-- START --

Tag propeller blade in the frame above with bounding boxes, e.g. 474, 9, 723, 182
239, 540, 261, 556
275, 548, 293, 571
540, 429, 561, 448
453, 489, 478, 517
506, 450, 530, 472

-- END --

WRITTEN INSTRUCTION: Please turn every line of the rows above into a numbered list, leaving out any blank lines.

TASK ANSWER:
1. Tag propeller blade in the frame above with bounding boxes, e.g. 474, 9, 723, 182
2. 239, 540, 261, 556
3. 275, 548, 293, 571
4. 540, 429, 561, 448
5. 453, 489, 478, 517
6. 506, 450, 530, 472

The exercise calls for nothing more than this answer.